● WHAT THE EXERCISE ASKS: All the entries below should be reproduced exactly.

══ EXERCISE INPUTS ══

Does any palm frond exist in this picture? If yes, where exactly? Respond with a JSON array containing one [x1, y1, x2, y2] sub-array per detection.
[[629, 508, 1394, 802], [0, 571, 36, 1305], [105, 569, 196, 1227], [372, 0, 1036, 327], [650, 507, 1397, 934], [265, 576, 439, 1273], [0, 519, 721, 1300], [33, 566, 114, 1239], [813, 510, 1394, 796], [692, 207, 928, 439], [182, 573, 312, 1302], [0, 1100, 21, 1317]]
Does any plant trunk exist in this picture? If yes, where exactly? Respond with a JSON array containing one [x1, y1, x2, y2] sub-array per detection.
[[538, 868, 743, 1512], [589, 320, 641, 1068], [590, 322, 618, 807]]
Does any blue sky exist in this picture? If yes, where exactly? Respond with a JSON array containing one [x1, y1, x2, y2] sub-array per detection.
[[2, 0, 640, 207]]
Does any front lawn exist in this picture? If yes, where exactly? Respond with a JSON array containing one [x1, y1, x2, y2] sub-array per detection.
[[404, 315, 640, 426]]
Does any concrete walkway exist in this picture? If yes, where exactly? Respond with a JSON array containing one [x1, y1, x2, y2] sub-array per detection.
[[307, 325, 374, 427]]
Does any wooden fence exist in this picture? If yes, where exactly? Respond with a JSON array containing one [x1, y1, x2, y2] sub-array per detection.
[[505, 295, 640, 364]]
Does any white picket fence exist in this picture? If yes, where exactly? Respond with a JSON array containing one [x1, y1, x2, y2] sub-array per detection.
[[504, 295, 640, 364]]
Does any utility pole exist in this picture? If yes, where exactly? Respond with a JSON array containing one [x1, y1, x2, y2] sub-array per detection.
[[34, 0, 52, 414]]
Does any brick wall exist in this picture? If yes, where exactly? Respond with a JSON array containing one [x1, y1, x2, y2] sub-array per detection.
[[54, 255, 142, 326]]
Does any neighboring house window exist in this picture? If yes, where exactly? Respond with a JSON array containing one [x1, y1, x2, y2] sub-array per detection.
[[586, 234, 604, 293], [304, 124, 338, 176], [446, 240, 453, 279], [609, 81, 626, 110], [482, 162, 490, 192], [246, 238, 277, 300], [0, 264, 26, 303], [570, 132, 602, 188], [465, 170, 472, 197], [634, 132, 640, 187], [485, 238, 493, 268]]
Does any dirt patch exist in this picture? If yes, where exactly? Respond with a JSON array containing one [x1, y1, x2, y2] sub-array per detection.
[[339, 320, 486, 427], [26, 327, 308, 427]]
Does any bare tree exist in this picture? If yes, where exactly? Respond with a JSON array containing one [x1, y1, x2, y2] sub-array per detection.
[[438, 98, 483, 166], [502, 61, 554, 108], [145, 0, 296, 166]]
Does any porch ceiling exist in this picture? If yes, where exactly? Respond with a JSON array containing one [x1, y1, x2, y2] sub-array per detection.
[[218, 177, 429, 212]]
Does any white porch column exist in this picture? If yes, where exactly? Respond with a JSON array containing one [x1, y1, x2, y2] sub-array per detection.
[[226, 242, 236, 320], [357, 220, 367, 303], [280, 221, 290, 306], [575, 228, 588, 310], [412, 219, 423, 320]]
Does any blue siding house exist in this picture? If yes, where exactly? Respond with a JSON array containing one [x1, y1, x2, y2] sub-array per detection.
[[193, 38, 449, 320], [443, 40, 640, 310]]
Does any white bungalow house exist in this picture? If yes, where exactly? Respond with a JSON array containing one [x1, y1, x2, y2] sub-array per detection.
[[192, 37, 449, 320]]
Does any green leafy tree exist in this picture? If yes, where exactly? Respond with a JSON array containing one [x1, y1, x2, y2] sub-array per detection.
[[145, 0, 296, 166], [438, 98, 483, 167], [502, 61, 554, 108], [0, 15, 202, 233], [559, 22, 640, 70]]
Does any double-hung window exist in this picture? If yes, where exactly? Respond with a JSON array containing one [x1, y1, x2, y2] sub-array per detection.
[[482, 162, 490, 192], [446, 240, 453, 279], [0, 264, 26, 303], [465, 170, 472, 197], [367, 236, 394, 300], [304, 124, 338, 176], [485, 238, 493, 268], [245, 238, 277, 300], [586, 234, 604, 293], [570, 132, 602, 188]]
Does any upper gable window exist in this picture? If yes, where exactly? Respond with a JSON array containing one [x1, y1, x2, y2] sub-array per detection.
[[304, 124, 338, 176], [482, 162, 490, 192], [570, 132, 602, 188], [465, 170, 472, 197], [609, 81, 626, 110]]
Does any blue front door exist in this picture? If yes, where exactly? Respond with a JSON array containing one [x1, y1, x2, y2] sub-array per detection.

═══

● EXERCISE OUTPUT:
Does any palm frond exist in this picture? If yes, where exactly? Respond with a JSON array containing one [x1, y1, x2, y2] sub-array per detection.
[[629, 508, 1394, 802], [0, 571, 36, 1305], [105, 569, 196, 1227], [372, 0, 1036, 327], [650, 507, 1397, 934], [265, 576, 439, 1273], [0, 519, 721, 1300], [33, 566, 114, 1239], [813, 510, 1394, 796], [692, 207, 928, 439], [182, 573, 312, 1302], [0, 1100, 21, 1317]]
Does any plant trunk exist in this picture? If yes, where exactly? Respond with a JSON array containing one [x1, y1, x2, y2] sub-array per detection.
[[538, 868, 743, 1512], [589, 320, 641, 1068], [590, 322, 618, 807]]
Does any blue sky exist in this picture? If yes, where exactly? Respond with a JSON array containing one [x1, y1, x2, y2] sub-array per detection.
[[2, 0, 640, 207]]
Does any front lawn exist in this picture? If yes, where exactly? Respond with a JSON array containing one [x1, y1, x2, y2] sub-array per detection.
[[404, 315, 640, 426]]
Does any concrete walkway exist in this picture? If yes, where exactly? Respond with a JSON array containing one [x1, y1, x2, y2] sub-array per detection.
[[307, 325, 374, 427]]
Does any wooden fence exist in this picture? If yes, where exactly? Respond with a JSON array containing one [x1, y1, x2, y2] sub-array per detection.
[[505, 295, 640, 364]]
Does any white picket fence exist in this picture? If yes, where exactly? Respond with a JSON array containing one [x1, y1, x2, y2] sub-array per detection.
[[504, 295, 640, 364]]
Does any utility pole exist in this picture? If yes, where exactly? Respond with a JSON array containing one [x1, y1, x2, y2] sub-array per detection.
[[34, 0, 52, 414]]
Does any brick wall exist in this picture? If yes, where exactly? Respond with a JSON array containing one [x1, y1, x2, y2] sub-array per detection.
[[54, 255, 142, 326]]
Does any neighboring house window exist in this picture? If yes, where exactly? Respond with a JSON array containing one [x1, y1, x2, y2] sub-array per detection.
[[586, 234, 604, 293], [304, 124, 338, 176], [446, 240, 453, 279], [609, 81, 626, 110], [482, 162, 490, 192], [246, 238, 277, 300], [0, 264, 26, 303], [570, 132, 602, 188], [465, 170, 472, 197], [634, 132, 640, 187], [485, 238, 493, 268]]
Does any dirt patch exist in this picture? If yes, where exactly? Respond with a JSON array containing one [x1, y1, x2, y2] sub-array per detection.
[[339, 320, 486, 427], [26, 327, 308, 427]]
Does any bare tree exist in this picture? If yes, where exactly? Respond with a JSON array containing one [x1, y1, x2, y2] sub-array per detection.
[[438, 98, 483, 166], [502, 61, 554, 108], [145, 0, 296, 166]]
Does any porch ceiling exist in this picture? If yes, where exactly? Respond with a JSON array containing one [x1, y1, x2, y2] sub-array per detection.
[[218, 177, 429, 212]]
Does any white porch column exist in this picture? If yes, where exactly? Respond with a JSON array containing one [x1, y1, x2, y2] sub-array per detection.
[[226, 242, 236, 320], [357, 220, 367, 303], [280, 221, 290, 306], [575, 228, 588, 310], [412, 219, 423, 320]]
Does any blue siding house exist in this picture? If yes, where exactly? Respond with a JSON array containing one [x1, y1, x2, y2] sub-array per detection.
[[193, 38, 449, 320], [443, 40, 640, 310]]
Does any white bungalow house exist in this picture? If yes, where exactly? Respond with a JSON array containing one [x1, y1, x2, y2] sub-array per detection.
[[192, 37, 449, 320]]
Does any green leafy tree exist in this picture? If yes, where exactly? Respond with a JSON array containing one [x1, y1, x2, y2] sub-array per detection.
[[145, 0, 296, 166], [438, 98, 483, 167], [502, 61, 554, 108], [0, 15, 202, 233], [559, 22, 640, 70]]
Does any double-hung window exist in this picture? If yes, where exactly? Respond with a JSON array containing one [x1, y1, x2, y2] sub-array per detection.
[[482, 162, 490, 192], [446, 240, 453, 279], [0, 264, 26, 303], [465, 170, 472, 197], [367, 236, 394, 300], [304, 124, 338, 176], [485, 238, 493, 268], [245, 238, 277, 300], [586, 234, 604, 293], [570, 132, 602, 188]]
Does any upper gable window exist in this picture? If yes, where exactly? Respond with a JSON array containing one [x1, y1, x2, y2] sub-array per detection.
[[304, 124, 338, 176], [482, 162, 490, 192], [570, 132, 602, 188], [465, 170, 472, 197], [609, 81, 626, 110]]
Does any blue front door exist in this picture? If yes, where exactly? Respond with a JSON array containing one [x1, y1, x2, y2] sub-array per detection.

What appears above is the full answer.